··· SUPPLIED DATA
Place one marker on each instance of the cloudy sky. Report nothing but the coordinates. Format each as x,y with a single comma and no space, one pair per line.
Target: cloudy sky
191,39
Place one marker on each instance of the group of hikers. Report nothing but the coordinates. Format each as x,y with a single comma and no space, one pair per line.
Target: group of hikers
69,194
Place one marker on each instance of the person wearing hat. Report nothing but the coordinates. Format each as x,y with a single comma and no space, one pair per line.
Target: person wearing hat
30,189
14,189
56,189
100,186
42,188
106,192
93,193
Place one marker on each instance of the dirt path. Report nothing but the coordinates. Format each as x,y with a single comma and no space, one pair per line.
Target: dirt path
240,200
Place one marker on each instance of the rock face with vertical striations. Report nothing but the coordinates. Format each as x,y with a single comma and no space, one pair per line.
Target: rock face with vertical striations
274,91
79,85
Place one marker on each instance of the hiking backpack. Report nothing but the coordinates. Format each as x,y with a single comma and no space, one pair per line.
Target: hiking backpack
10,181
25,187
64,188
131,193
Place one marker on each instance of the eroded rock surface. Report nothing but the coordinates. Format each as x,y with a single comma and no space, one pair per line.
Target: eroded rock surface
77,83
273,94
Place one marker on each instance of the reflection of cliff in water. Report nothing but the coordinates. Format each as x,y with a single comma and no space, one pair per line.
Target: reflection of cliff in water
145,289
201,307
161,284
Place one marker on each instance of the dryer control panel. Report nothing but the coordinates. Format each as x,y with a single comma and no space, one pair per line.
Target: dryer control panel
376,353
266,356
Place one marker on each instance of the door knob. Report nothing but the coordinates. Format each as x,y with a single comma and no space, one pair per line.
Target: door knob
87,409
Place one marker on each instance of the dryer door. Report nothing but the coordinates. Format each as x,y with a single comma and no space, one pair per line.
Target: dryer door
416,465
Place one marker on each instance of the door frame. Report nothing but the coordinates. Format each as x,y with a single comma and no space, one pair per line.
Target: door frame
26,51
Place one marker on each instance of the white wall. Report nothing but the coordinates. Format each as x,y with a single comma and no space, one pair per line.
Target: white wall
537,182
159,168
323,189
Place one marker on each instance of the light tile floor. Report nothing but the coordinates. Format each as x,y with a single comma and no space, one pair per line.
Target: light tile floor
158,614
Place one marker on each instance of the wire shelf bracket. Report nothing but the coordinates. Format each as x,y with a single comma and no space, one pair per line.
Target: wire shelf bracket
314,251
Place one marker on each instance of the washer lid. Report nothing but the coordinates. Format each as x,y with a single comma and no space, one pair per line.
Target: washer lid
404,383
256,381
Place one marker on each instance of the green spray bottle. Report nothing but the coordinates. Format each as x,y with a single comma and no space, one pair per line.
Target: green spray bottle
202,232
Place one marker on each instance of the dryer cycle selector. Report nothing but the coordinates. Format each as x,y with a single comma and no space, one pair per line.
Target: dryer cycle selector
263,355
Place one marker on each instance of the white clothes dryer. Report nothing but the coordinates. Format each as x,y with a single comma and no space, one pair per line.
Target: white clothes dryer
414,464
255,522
······
Please reproduce all of the records above word for word, changing and adding nothing.

> [SOLUTION TO THE PROBLEM]:
Place one marker on each instance of the cloudy sky. Report nothing but the coordinates. Format each as x,y with a single comma and no space, one pair per line.
Target: cloudy sky
191,39
Place one marker on each instance of the group of hikers. Report nothing but the coordinates. Format each as x,y with a single comma and no space, one pair per line.
Target: group of hikers
69,194
Place one marker on each instance of the person wearing hat. Report nothing but the coordinates. Format each as x,y with a single comma and no space, one pair per line.
Target: person wearing hat
30,189
14,189
56,189
100,186
42,188
106,192
93,193
Place one marker on each instance of the dirt path. Report nothing but the coordinates. Format each as x,y with a single comma and no space, one pair per line.
Target: dirt path
240,200
Place one marker on each instance of the rock face with vertical striations. Report nothing but the coordinates. Format each as x,y with a single comma and no space, one pair per line.
Target: rock face with vertical striations
274,91
79,85
Place one marker on each instance of the hiking backpack. Report nothing but the coordinates. Format each as x,y with a single comma and no space, one pair per line.
Target: hiking backpack
10,181
25,187
64,188
131,193
Place one marker on each instance of the eroded rock surface. Report nothing but the coordinates. Format each as x,y with a single comma and no space, one pair per line.
Target: eroded rock surface
77,83
273,94
Place one marker on each instance of the reflection of cliff in water. Report nothing but the coordinates. Format each as x,y with a single comma and no space, one pair per line.
Target: reflection of cliff in water
145,289
201,307
161,284
Place one marker on each instance of the dryer control panel. Report nothing but the coordinates. Format each as x,y with a single comma and no space, one pair per line.
Target: dryer control panel
376,353
266,356
Place one marker on each instance of the door knob. Report nothing but the coordinates. Format each as x,y with a single comma and no space, one pair per line.
Target: door knob
87,409
Place one marker on each instance of the dryer door. Report nothing but the coordinates. Format each as x,y with a single comma and no space, one pair per line.
Target: dryer door
416,465
Place one marker on each instance of the door frame. Report nothing but the coordinates. Format each as x,y with a single comma and no space, one pair per line.
Target: door frame
26,51
Place one marker on each instance of the white wall. Report nothing but the coordinates. Format each as x,y with a single comma and no space, one pair per line.
Target: white wall
537,182
159,168
323,189
Place one marker on each instance of the light tile floor. Report nothing but the coordinates. Format each as x,y with a single comma and no space, one pair per line.
Target: light tile floor
158,614
Place one marker on each instance of the wire shelf bracket. Report nothing but the coordinates. Format each as x,y with a single comma and no space, one pair per line.
Target: wire shelf bracket
314,251
Place one marker on each instance of the washer lid. Report nothing but the coordinates. Format each as x,y with a single comma and no space, one pair per line.
Target: washer lid
404,383
256,381
Place one marker on each instance of the green spray bottle. Report nothing but the coordinates. Format each as x,y with a single comma and no space, one pair per line.
Target: green spray bottle
202,232
Place one marker on each instance of the dryer cycle selector. Report nothing but the coordinates. Format each as x,y with a single comma and no space, one pair per line.
Target: dryer cycle selector
263,355
Place one marker on each instance of the white clothes dryer. Report nothing but the coordinates. Format each as x,y with a single comma and no space, one pair per line.
Target: white clothes dryer
414,464
255,522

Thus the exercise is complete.